DO THIS
Convert the stretch of the listing from the line containing "Indicate the burning" through the end of the listing into a Markdown table with the columns Row and Line. Give each line its own numbered row and omit any blank lines.

'''

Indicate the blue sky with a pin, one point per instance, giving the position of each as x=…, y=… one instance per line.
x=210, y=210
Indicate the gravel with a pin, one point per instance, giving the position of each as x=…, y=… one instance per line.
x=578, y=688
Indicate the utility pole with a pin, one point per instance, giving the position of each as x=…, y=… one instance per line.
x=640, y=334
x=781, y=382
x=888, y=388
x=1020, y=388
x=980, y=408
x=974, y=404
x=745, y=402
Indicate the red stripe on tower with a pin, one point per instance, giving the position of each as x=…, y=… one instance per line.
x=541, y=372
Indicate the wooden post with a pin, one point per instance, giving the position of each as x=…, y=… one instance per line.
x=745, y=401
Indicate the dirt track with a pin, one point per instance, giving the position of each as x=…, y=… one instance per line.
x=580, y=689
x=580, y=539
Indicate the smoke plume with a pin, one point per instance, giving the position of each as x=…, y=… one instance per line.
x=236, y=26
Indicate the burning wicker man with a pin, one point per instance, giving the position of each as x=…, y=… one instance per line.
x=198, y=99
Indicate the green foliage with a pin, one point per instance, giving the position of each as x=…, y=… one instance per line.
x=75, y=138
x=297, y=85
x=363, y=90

'''

EXERCISE OUTPUT
| Row | Line |
|---|---|
| 1 | Indicate the burning wicker man with a pin, one point per instance, giving the position of each as x=…, y=… one instance per line. |
| 2 | x=198, y=99 |
| 3 | Indicate the green foliage with a pin, one point per instance, giving the position of each as x=…, y=… one instance per line. |
| 4 | x=75, y=138 |
| 5 | x=297, y=85 |
| 6 | x=363, y=90 |